» **Vorgegebener Text**
TAUFE IM GEFÄNGNIS VON PADUA

Zhang stammt aus China, ist 29 Jahre alt und muss noch bis 2024 in Haft bleiben. Am Samstag, den 11.4. hat er im Gefängnis von Padua die Taufe, Firmung und Erstkommunion empfangen. Er wollte „auch diesen Christus kennenlernen, von dem sie immer sprechen.“
Eugenio Andreatta

„Ein Sohn so vieler Tränen kann nicht verloren gehen“, antwortete Ambrosius der heiligen Monika vor mehr als 1.600 Jahren, als sie zu ihm kam, um ihm ihr Herz auszuschütten wegen des Lebenswandels ihres Sohnes Augustinus. Wir alle wissen, welche Früchte diese Tränen getragen haben. Am Samstag, den 11. April 2015, trugen im Gefängnis Due Palazzi andere Tränen ihre Frucht. Jianquing Zhang empfing vom Bischof von Padua, Antonio Mattiazzo, Taufe, Firmung und erste heilige Kommunion. Zhang ist 29 Jahre alt und stammt aus China. Bis 2024 wird er in Haft bleiben müssen.

„In den letzten Jahren habe ich viel gelitten, so manche Nacht geweint, teilweise ohne Grund“, schrieb seine Mutter, eine praktizierende Buddhistin, in einem Brief an Nicola. Der ist einer der Verantwortlichen der Cooperativa Giotto, die sich seit den 80er-Jahren um die Häftlinge in der Justizvollzugsanstalt von Padua kümmert. „Ich konnte nur weinen, wegen des Leids, das er über unsere Familie und vor allem über die des Opfers gebracht hat. Trotzdem habe ich immer geglaubt, dass er im Grunde ein gutes Herz hat.“ Und wie das gute Herz zum Vorschein kam, beschreibt sie auch: „Jedes Mal, wenn er mir davon erzählte, merkte ich, dass er euch sehr lieb hat. Ich habe noch nie gesehen, dass er einen Menschen so ins Herz geschlossen hat. Mir wurde also klar, dass ihr etwas Besonderes seid. Euch ist es gelungen, ihm bewusst zu machen, dass das Leben ein Geschenk ist.“

Was der Brief beschreibt, ist ein zarter Faden der Freundschaft, der vor sieben Jahren im Gefängnis von Belluno begann, mit Gildo, der dort als Freiwilliger die Häftlinge besuchte, darunter auch Zhang. Bald darauf wurde dieser nach Padua verlegt und begann in der Cooperativa Giotto zu arbeiten, mit großer Leidenschaft und Sorgfalt. Doch mit der Zeit merkte er, dass die Achtung seiner Vorgesetzten und Kollegen nicht nur von seinem Können abhing. „Was haben die davon, dass sie so nett zu mir sind?“, fragte er sich und versuchte, dem auf den Grund zu gehen. Er verbrachte viel Zeit mit diesen neuen Freunden – Häftlingen und „freien“ Mitarbeitern der Kooperative – und ging auch zum Seminar der Gemeinschaft. So entstand allmählich eine andere Frage: „Wie kann ich diesen Christus kennenlernen, von dem sie immer sprechen?“ Und mit der Zeit entwickelte sich bei Zhang der Wunsch, selber Christ zu werden, wenn er auch fürchtete, seine Familie damit erneut zu enttäuschen. Neben den Freunden von der Kooperative begleiteten ihn auch Marco, ein Diakon, der Gefängniskaplan, Don Marco, und viele Freiwillige auf diesem Weg. Schließlich trifft Zhang die Entscheidung, sich taufen zu lassen. Dazu muss er sich zwei Jahre lang vorbereiten und Katechismusunterricht nehmen.

» **Zu erledigen**
a) Gib aus dem Bericht über die Taufe im Gefängnis von Padua den Abschnitt von „Zhang stammt aus“ bis einschließlich „Haft bleiben müssen.“ wortgetreu aus.
b) Beantworte anhand des Berichts über die Taufe im Gefängnis von Padua:
(i) Wie alt ist Zhang?
(ii) In welchem Gefängnis begann die Freundschaft mit Gildo?
(iii) Wie lange muss sich Zhang auf die Taufe vorbereiten?
c) Nimm den Bericht über Zhangs Taufe im Gefängnis von Padua an seinem Schluss wieder auf und führe ihn weiter.

» **Gespeicherte Daten**
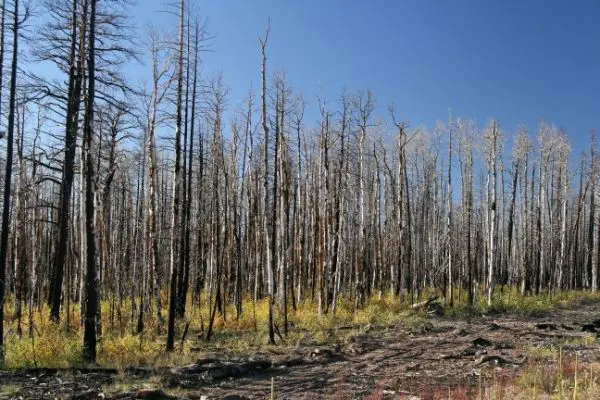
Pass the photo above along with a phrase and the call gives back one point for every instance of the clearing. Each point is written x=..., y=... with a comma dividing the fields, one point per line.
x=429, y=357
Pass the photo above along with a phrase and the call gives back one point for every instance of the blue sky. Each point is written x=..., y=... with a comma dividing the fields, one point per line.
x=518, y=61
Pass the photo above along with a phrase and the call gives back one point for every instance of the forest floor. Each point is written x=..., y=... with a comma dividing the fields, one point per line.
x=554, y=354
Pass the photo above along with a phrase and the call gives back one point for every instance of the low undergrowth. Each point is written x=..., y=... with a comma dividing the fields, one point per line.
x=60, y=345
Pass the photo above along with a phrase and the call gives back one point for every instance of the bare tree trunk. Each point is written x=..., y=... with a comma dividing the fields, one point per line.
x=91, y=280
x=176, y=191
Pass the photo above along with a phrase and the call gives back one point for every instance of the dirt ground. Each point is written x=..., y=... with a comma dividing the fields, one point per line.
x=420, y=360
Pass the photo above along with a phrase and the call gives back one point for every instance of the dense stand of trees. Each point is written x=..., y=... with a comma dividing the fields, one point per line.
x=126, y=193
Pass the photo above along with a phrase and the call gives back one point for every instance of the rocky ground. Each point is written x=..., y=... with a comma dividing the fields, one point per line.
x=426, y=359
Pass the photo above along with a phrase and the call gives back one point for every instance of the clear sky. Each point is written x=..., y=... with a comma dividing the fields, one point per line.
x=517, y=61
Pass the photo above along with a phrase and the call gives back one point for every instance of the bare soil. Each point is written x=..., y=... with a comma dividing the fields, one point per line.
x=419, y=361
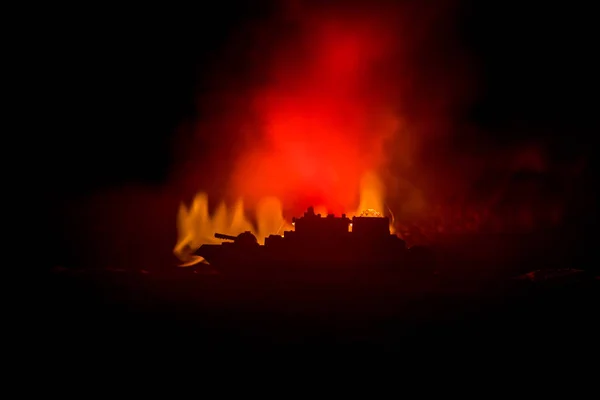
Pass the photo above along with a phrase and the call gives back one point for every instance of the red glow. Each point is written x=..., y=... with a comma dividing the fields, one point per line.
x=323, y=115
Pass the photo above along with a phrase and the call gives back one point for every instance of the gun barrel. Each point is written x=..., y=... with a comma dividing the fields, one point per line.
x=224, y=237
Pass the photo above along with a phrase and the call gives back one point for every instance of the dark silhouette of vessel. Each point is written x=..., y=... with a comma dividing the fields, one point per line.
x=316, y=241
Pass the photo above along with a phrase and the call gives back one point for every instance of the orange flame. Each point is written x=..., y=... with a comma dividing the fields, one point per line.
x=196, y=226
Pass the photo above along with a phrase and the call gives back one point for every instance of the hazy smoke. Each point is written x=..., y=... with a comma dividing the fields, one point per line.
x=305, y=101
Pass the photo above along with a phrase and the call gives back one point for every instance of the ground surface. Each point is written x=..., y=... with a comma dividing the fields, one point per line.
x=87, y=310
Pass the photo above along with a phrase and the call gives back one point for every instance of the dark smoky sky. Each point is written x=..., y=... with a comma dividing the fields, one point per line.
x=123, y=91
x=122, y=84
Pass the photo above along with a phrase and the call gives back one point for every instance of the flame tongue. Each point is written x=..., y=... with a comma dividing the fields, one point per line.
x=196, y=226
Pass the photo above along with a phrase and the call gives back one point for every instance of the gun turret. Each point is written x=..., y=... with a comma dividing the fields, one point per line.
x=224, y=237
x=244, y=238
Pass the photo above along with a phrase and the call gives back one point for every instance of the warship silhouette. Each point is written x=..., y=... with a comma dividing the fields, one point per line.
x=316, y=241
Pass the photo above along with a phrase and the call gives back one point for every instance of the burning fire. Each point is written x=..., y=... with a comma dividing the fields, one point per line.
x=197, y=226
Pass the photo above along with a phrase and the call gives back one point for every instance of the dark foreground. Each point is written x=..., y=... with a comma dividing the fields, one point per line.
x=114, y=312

» **Ergebnisse**
a)
Zhang stammt aus China, ist 29 Jahre alt und muss noch bis 2024 in Haft bleiben. Am Samstag, den 11.4. hat er im Gefängnis von Padua die Taufe, Firmung und Erstkommunion empfangen. Er wollte „auch diesen Christus kennenlernen, von dem sie immer sprechen.“
Eugenio Andreatta

„Ein Sohn so vieler Tränen kann nicht verloren gehen“, antwortete Ambrosius der heiligen Monika vor mehr als 1.600 Jahren, als sie zu ihm kam, um ihm ihr Herz auszuschütten wegen des Lebenswandels ihres Sohnes Augustinus. Wir alle wissen, welche Früchte diese Tränen getragen haben. Am Samstag, den 11. April 2015, trugen im Gefängnis Due Palazzi andere Tränen ihre Frucht. Jianquing Zhang empfing vom Bischof von Padua, Antonio Mattiazzo, Taufe, Firmung und erste heilige Kommunion. Zhang ist 29 Jahre alt und stammt aus China. Bis 2024 wird er in Haft bleiben müssen.

b)
(i) 29 Jahre
(ii) Im Gefängnis von Belluno
(iii) Zwei Jahre

c)
„Jetzt fühlen wir uns wieder als Väter, Ehemänner, Söhne. Wir hoffen, unseren Kindern ein gutes Vorbild zu sein, und machen Pläne für die Zukunft mit ihnen. Hier haben wir durch diese Arbeit unsere Würde wieder entdeckt.“

Mittlerweile darf er als Freigänger das Gefängnis stundenweise verlassen. Doch als Ort und Zeit für seine Taufe festgelegt werden sollen, besteht für ihn kein Zweifel: Er will sich dort taufen lassen, wo sein Glaube begonnen hat, in der Haftanstalt. Es ist eine schwierige Zeit: Die Häftlinge aus dem Hochsicherheitstrakt, darunter auch Freunde von ihm aus der Giotto-Werkstatt, sollen verlegt werden. Damit würden sie ihre Arbeit verlieren. Doch tags darauf kommt die gute Nachricht: Die Anweisung wird einstweilen ausgesetzt. Jeder Fall soll einzeln geprüft werden.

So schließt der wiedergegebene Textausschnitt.